#### EXTRACT PROVIDED
########################################

I have recently been attending a Zoom discussion group at St. Paul’s Anglican Cathedral in London, Ontario which is using lectures by Northrop Frye on the Bible as Literature. The lectures can be found here https://heritage.utoronto.ca/content/video/bible-and-english-literature-northrop-frye-full-lecture-1, and I highly recommend them. Northrop Frye was a great literary critic who explored the impact of the Christian bible on Western Art and literature in his works, The Great Code and Words of Power. The group is using video of his lectures at the University of Toronto in the early 1980’s in the discussion.
The current lectures are on the Book of Job in the
Christian Old Testament. The Book of Job describes the account of a man,
Job, who is the subject of a bet between God and Satan to see if Job, a man
who, “was blameless and upright, one who feared God and turned away from evil,”
can be turned from loving God. Satan bets that if everything that
Job possesses is taken away from him, he will curse God. Satan is, in
effect, betting that Job is just a fair-weather friend to God. With the
agreement of God, Satan is allowed to take everything away from Job, his vast
possession and his children. The only caveat is that Satan must not harm
Job physically, “Very well, all that he has is in your power; only do not
stretch out your hand against him!” Even this condition is renegotiated
and God gives Satan permission to attack Job’s health and he is, “inflicted
loathsome sores on Job from the sole of his foot to the crown of his head.”
After a debate with friends who seem to embody the
expression, ‘with friends like these, who needs enemies’, Job demands and
receives an opportunity to appear before God and demand the justification for
what has happened to him. God does not answer Job directly but justifies
himself by declaring that Job, in effect, has no right to question him as Job
was not present when God created the world:
Where were you when I laid the foundation of the earth?
Tell me, if you have understanding.
Who determined its measurements—surely you know!

########################################

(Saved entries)

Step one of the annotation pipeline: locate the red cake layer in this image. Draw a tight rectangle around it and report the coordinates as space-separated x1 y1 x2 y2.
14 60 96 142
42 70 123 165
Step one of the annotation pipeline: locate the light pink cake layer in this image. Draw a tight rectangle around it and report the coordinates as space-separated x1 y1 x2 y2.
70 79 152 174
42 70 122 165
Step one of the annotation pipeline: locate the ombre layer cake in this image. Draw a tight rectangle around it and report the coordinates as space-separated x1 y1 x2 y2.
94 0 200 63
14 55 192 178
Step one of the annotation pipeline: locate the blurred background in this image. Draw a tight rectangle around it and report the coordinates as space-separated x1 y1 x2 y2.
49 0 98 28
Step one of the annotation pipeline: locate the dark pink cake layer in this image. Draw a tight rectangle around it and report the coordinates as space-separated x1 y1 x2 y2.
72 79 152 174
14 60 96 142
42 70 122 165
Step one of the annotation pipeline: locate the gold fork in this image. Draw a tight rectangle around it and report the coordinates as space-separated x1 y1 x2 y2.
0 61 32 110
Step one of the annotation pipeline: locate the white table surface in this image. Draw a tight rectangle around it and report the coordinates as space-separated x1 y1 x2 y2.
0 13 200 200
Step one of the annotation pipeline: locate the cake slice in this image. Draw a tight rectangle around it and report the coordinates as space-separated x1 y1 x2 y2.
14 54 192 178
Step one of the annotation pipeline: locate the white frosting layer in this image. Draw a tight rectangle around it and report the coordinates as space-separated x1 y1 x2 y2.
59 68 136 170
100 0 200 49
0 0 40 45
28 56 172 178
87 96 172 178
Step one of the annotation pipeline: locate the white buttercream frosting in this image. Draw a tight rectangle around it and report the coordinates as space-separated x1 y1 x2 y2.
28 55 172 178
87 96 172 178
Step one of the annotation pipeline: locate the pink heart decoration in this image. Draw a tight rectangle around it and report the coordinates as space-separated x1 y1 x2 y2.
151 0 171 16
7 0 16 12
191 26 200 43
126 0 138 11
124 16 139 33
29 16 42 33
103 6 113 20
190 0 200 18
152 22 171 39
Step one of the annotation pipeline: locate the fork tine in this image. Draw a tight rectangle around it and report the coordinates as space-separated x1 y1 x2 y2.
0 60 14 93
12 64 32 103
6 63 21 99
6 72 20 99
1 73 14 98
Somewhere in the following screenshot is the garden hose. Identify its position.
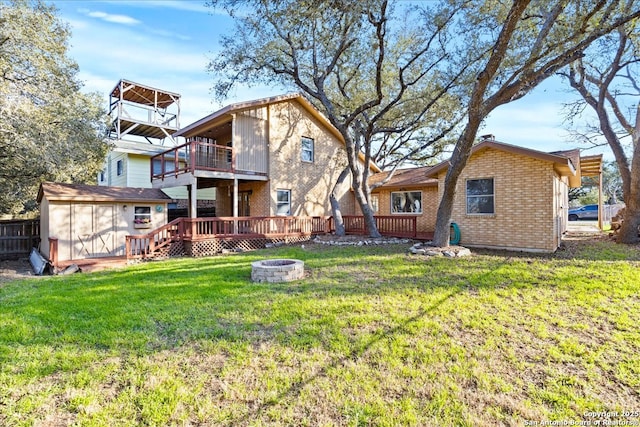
[449,222,460,245]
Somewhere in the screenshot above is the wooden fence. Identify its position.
[0,219,40,259]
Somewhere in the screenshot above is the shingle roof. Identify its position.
[38,182,172,203]
[369,166,438,188]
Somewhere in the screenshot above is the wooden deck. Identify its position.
[58,255,129,273]
[49,215,433,271]
[126,215,433,259]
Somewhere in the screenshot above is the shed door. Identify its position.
[71,205,115,259]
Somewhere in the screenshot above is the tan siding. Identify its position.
[108,152,128,187]
[233,107,268,173]
[40,198,51,258]
[438,149,557,252]
[42,201,167,261]
[269,102,352,216]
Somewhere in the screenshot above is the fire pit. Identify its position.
[251,259,304,283]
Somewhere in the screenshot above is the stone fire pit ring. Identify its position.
[251,259,304,283]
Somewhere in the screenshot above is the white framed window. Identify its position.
[276,190,291,216]
[466,178,495,215]
[133,206,151,225]
[391,191,422,214]
[301,136,314,163]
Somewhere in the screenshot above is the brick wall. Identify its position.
[437,149,558,252]
[370,186,440,232]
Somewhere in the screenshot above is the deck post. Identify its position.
[49,237,58,268]
[187,182,198,218]
[233,178,238,234]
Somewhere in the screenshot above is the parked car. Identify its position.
[569,205,598,221]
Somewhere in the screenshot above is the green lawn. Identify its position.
[0,241,640,426]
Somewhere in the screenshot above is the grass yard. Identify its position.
[0,240,640,426]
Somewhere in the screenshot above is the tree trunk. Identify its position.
[618,140,640,244]
[329,166,349,236]
[433,115,482,248]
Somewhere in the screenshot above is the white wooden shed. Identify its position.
[37,182,172,261]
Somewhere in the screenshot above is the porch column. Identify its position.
[598,168,604,231]
[233,178,238,234]
[187,180,198,218]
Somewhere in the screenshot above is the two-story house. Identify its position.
[98,79,215,218]
[151,94,362,221]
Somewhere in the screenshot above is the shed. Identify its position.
[37,182,172,261]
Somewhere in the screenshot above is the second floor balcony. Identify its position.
[151,137,235,181]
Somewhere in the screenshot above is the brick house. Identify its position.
[370,139,602,252]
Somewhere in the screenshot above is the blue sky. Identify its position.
[53,0,603,160]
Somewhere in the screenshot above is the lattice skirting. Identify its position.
[182,236,312,257]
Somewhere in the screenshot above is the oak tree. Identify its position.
[562,23,640,243]
[433,0,640,246]
[0,0,107,215]
[210,0,468,236]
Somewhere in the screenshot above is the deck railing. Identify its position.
[126,216,329,258]
[126,215,417,258]
[338,215,418,237]
[151,138,234,180]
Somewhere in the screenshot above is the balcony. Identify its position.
[151,137,235,181]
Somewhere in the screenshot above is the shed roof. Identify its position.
[37,182,172,203]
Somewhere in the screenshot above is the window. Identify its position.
[133,206,151,225]
[153,159,176,176]
[302,136,313,163]
[276,190,291,216]
[369,194,380,213]
[467,178,495,214]
[391,191,422,214]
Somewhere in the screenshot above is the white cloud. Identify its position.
[102,0,214,13]
[79,9,140,25]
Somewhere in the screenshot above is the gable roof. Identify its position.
[37,182,173,203]
[173,92,381,172]
[427,141,577,177]
[369,166,438,191]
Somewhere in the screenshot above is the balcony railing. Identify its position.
[151,138,234,180]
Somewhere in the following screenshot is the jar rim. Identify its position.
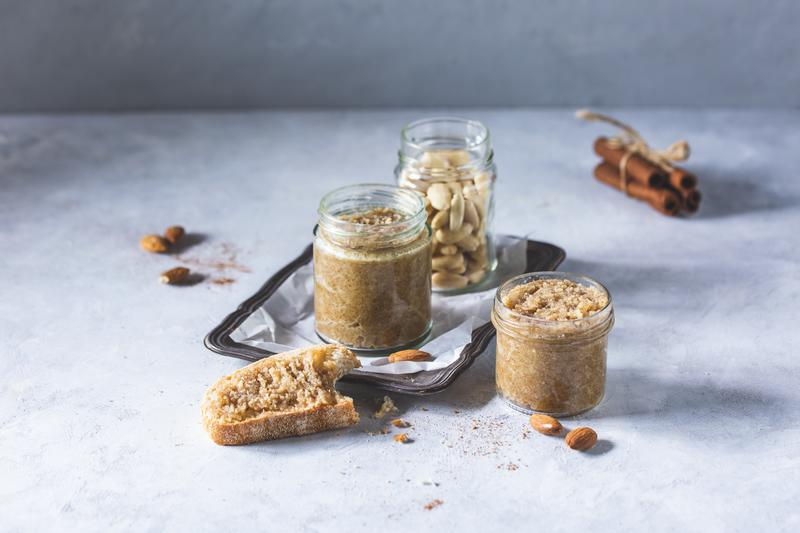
[494,271,613,328]
[400,116,491,150]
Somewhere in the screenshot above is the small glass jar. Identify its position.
[314,185,431,354]
[395,117,497,291]
[492,272,614,416]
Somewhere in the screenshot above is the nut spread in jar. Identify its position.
[492,272,614,416]
[314,185,431,352]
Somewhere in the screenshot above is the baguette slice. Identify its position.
[201,344,361,445]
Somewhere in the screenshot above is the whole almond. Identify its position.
[531,414,564,435]
[139,235,169,254]
[564,427,597,452]
[389,350,431,363]
[164,226,186,244]
[431,209,450,229]
[449,190,464,231]
[158,267,189,285]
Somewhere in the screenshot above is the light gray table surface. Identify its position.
[0,110,800,532]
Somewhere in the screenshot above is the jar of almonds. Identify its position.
[395,117,497,292]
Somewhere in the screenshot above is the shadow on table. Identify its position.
[587,368,783,428]
[691,166,800,219]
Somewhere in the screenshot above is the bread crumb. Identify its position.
[390,418,411,428]
[425,498,444,511]
[373,396,397,419]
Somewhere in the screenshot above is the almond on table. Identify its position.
[564,427,597,452]
[389,350,432,363]
[394,433,411,444]
[158,267,189,285]
[139,235,169,254]
[530,414,564,435]
[164,226,186,244]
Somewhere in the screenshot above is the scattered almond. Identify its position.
[139,235,169,254]
[531,414,564,435]
[389,350,431,363]
[564,427,597,452]
[425,498,444,511]
[158,267,189,285]
[164,226,186,244]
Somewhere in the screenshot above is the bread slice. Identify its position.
[201,344,361,445]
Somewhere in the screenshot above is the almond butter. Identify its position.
[531,414,564,435]
[389,350,431,363]
[158,267,189,285]
[139,235,169,254]
[164,226,186,244]
[564,427,597,452]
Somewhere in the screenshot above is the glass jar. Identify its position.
[314,185,431,353]
[395,117,497,291]
[492,272,614,416]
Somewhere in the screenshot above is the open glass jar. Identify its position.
[314,185,431,353]
[395,117,497,291]
[492,272,614,416]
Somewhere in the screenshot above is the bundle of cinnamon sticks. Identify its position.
[594,137,701,216]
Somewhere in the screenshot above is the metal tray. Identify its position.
[204,240,566,395]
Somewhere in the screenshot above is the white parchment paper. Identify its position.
[231,235,527,374]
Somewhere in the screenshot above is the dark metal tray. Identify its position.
[204,240,566,395]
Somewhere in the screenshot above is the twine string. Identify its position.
[575,109,690,194]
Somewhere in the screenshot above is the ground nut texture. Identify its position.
[203,347,358,423]
[314,214,431,350]
[493,279,613,416]
[339,207,408,226]
[503,279,608,321]
[496,331,607,416]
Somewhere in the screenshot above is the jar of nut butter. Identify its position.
[395,117,497,291]
[314,185,431,354]
[492,272,614,416]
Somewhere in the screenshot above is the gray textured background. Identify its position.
[0,0,800,112]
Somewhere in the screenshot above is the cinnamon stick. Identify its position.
[594,161,681,216]
[594,137,669,189]
[669,167,697,190]
[681,189,702,213]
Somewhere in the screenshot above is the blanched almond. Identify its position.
[434,224,473,244]
[428,183,452,211]
[431,254,466,272]
[431,272,469,289]
[464,199,480,228]
[139,235,169,254]
[450,190,464,230]
[458,235,481,252]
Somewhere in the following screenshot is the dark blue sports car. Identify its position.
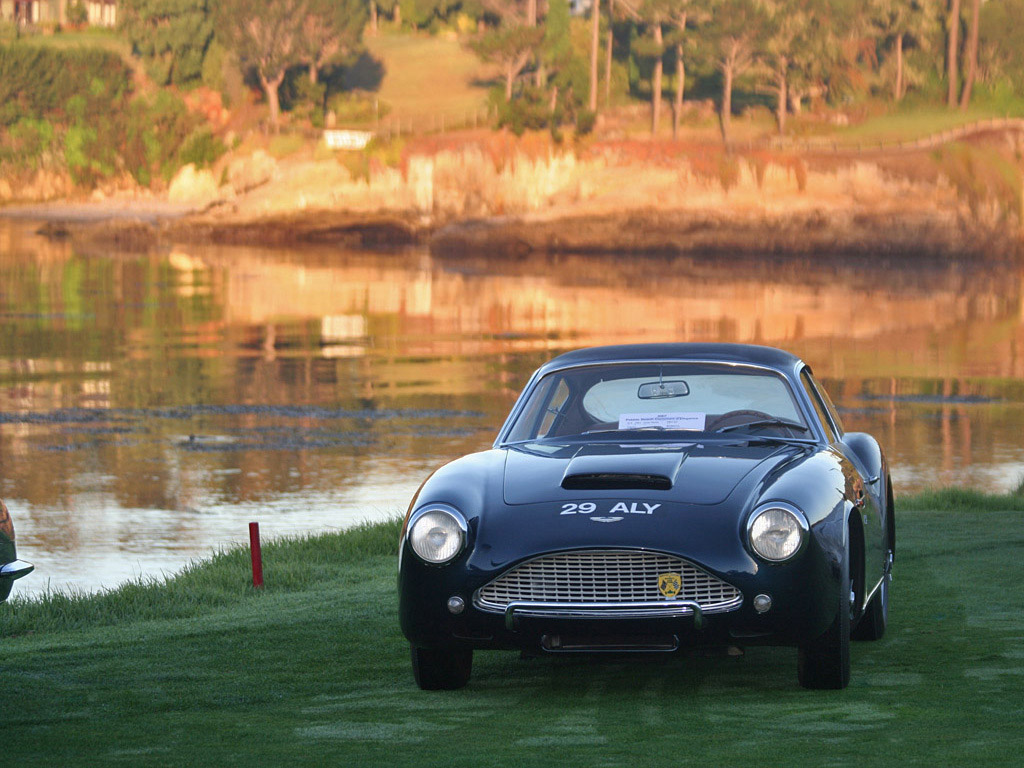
[398,344,896,689]
[0,499,33,603]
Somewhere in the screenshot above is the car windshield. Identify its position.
[507,362,813,442]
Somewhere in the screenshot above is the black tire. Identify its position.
[410,645,473,690]
[797,547,850,690]
[850,486,896,641]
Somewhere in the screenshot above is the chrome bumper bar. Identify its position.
[505,600,705,632]
[0,560,36,582]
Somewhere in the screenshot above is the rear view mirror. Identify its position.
[637,379,690,400]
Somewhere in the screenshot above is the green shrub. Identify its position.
[68,0,89,27]
[177,128,225,168]
[124,91,200,184]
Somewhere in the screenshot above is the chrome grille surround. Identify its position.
[473,550,743,614]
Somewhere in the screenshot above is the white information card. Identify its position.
[618,414,708,431]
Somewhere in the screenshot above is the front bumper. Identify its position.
[398,546,839,651]
[0,560,36,602]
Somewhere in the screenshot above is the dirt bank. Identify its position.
[430,210,1024,260]
[8,137,1024,259]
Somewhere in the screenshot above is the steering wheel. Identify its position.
[705,410,775,432]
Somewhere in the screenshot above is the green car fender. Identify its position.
[0,499,35,602]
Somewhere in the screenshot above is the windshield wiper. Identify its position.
[715,419,811,432]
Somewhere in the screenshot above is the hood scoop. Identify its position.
[562,452,684,490]
[562,472,672,490]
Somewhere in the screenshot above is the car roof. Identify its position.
[538,343,802,376]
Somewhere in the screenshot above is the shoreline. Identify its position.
[0,203,1024,261]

########################################

#### SET OF TASKS
1 - Transfer the part of the records that opens with the line containing "Step one of the annotation pipeline: locate the fork" and closes with the line containing "[0,219,40,259]", both lines included, keeping the requests and adding 61 to every coordinate value in the answers. Leave the pictures out, and give nothing beyond that part.
2 - Please keep writing the piece on the Book of Job from the point where it stops.
The piece on the Book of Job and the records come from unrelated sources.

#### EXPECTED ANSWERS
1 -
Step one of the annotation pipeline: locate the fork tine in this image. Draw a tight rectangle around it and report the coordinates as space-separated x1 y1 x2 y2.
61 121 75 154
73 125 93 164
67 124 82 160
67 133 81 160
62 134 75 159
Somewhere in the following screenshot is the garden hose. Identify its position.
[510,283,521,306]
Somewhere in the screenshot above is the wooden fence. Identify its position.
[61,280,101,320]

2 -
God seems to come off looking like a bully and a
tyrant – at least at first glance – and this has been the debate among
theologians and biblical scholars probably since it became part of the canon of
scripture. However, engaging with the scripture as part of the study group I
have seen another possibility. Frye gave me an appreciation of the
meaning of property. He noted that it means what is proper to a
person. Drawing on this, I believe that the Book of Job can be understood
as an exploration of what it means to be a human being in its essence.
What is being demonstrated by the author of the Book, is what it means to be a
human being. Is the essence of a person the things which the world
identifies with that person – his or her job, his or her possessions, his or
her achievements? Or does the fact that humans are created in the image
of God the essence of how the person is? Humans will identify with the
image they present to the world. Carl Jung calls this their
persona. If that is taken away, they are in danger of losing the
identity, their self-image. Job had all that made him valued to his
world. Even his wife told him to “curse God, an die.” However, he
showed himself to be true to whom he was in his essence. This was the
trial of Job in which he was found to be not guilty.
I do not know if I would pass the trials of Job but
I might just take the advice of Job’s wife. I hope that I will never have
to face trials anything like Job’s. I know that my journey has been an
attempt to find out who I am in my essence.
I hope that you are blessed on your journey to find
the essence of who you are.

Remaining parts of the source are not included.